Raw records

↓↓↓

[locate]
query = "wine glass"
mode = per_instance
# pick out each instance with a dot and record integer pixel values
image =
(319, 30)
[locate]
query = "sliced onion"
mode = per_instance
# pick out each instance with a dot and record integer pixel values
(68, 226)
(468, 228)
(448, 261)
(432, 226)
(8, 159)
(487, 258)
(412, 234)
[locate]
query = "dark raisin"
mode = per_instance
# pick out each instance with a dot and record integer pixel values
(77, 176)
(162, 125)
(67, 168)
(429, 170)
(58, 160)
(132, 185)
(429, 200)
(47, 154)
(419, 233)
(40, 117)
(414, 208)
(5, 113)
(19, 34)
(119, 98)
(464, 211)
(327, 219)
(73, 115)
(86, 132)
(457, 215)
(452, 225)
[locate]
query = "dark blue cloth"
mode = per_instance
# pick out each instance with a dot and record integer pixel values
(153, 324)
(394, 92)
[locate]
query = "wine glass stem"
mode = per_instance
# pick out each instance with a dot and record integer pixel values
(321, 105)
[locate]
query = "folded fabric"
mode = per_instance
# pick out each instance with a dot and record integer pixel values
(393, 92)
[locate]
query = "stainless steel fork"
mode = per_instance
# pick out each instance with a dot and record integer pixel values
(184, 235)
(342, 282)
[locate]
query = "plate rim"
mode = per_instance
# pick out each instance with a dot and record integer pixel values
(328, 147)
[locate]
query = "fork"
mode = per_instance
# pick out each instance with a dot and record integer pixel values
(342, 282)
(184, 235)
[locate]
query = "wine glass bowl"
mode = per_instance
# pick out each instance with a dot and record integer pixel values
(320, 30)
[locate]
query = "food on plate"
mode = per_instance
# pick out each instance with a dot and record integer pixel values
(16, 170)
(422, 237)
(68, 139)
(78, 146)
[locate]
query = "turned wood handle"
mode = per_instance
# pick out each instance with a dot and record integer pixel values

↑↑↑

Problem to work on
Repeat the material above in full, keeping every word.

Solution to the problem
[locate]
query = "wine glass"
mode = per_instance
# pick out each instance with a dot and record integer pixel values
image =
(319, 30)
[locate]
query = "sliced onion"
mode = per_instance
# pick out each instance with a dot and record integer pixel values
(68, 226)
(468, 228)
(448, 261)
(432, 226)
(8, 159)
(487, 258)
(412, 234)
[locate]
query = "dark raisin"
mode = per_instance
# pick out each instance with a dot and record integer pixel values
(77, 176)
(162, 125)
(67, 168)
(429, 170)
(58, 160)
(132, 185)
(429, 200)
(47, 154)
(419, 233)
(40, 117)
(414, 208)
(5, 113)
(19, 34)
(119, 98)
(464, 211)
(327, 219)
(73, 115)
(86, 132)
(457, 215)
(452, 225)
[locate]
query = "dark blue cloth"
mode = per_instance
# pick out each instance with a dot and record integer pixel values
(153, 324)
(394, 92)
[locate]
query = "wine glass stem"
mode = per_instance
# pick out each instance with a dot and record integer pixel values
(321, 105)
[locate]
query = "folded fabric"
mode = per_instance
# pick out each instance with a dot and record integer pixel values
(393, 92)
[locate]
query = "stainless steel fork"
mode = per_instance
# pick out each instance with a dot and record integer pixel values
(184, 235)
(342, 282)
[locate]
query = "plate rim"
mode = per_instance
# pick out each instance with a dot and record integer pixel values
(328, 147)
[locate]
query = "fork"
mode = per_instance
# pick out each instance with a dot and record integer pixel values
(342, 282)
(184, 235)
[locate]
query = "wine glass bowl"
mode = per_instance
# pick out each instance with a dot and record integer pixel values
(320, 30)
[locate]
query = "food on plate"
mode = per_instance
# pick out each instance with a dot and record integer pixel values
(16, 170)
(422, 237)
(68, 139)
(78, 146)
[locate]
query = "turned wood handle"
mode = per_instance
# pick out each instance with a dot and record integer pixel values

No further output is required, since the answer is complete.